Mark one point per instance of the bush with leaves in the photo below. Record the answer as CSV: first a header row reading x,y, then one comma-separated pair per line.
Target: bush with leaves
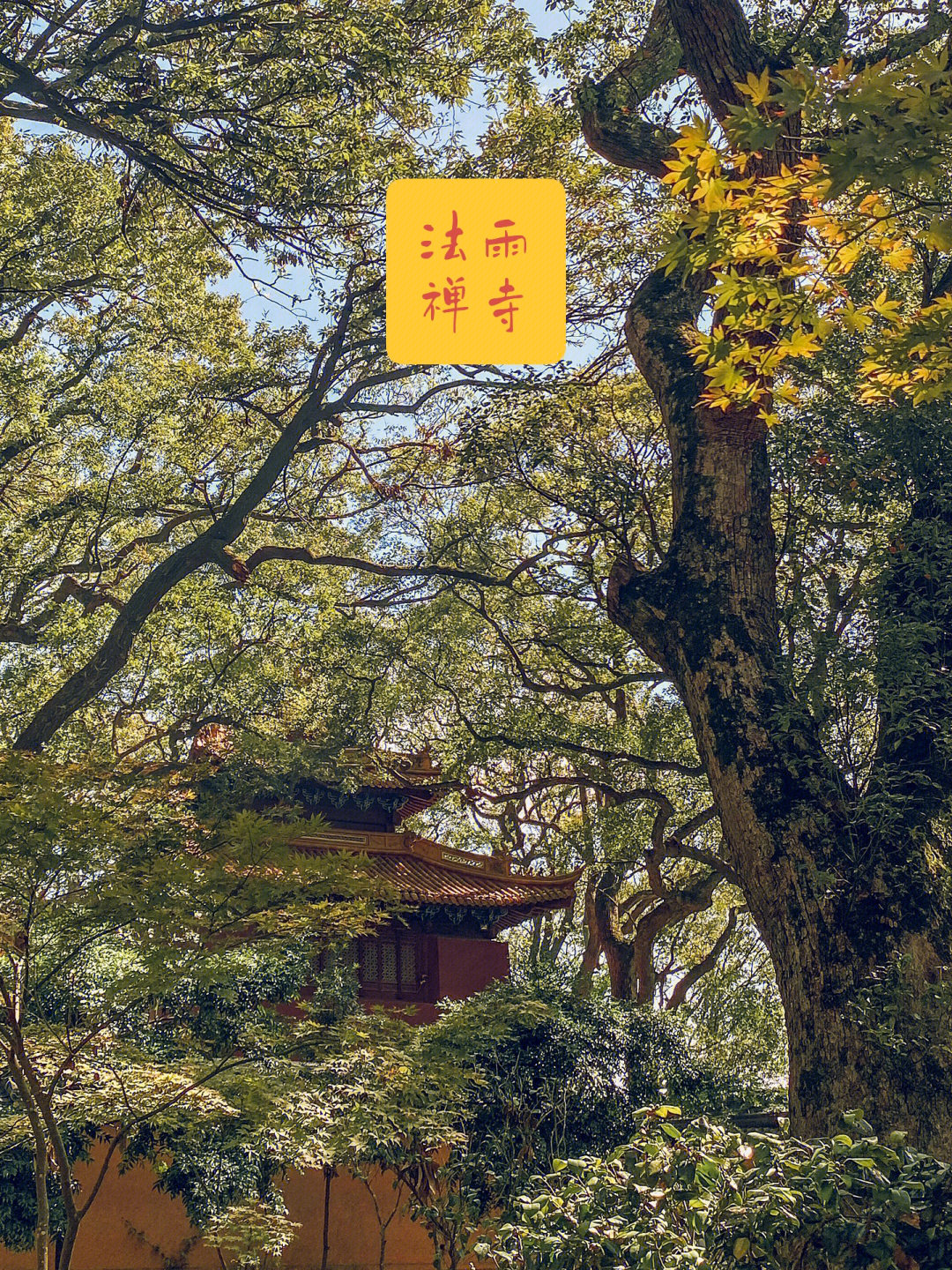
x,y
695,1194
527,1074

# # #

* Exercise requirements
Rewrite every line of the items above as a numbered list, skipping blank lines and omitting the pictures.

* Worked solution
1. Mark one point per instance of the bush with leaves in the photo below. Record the answer as CSV: first a header row reading x,y, then one comma-separated pair per line.
2. Target: bush with leaves
3. x,y
4. 695,1194
5. 527,1074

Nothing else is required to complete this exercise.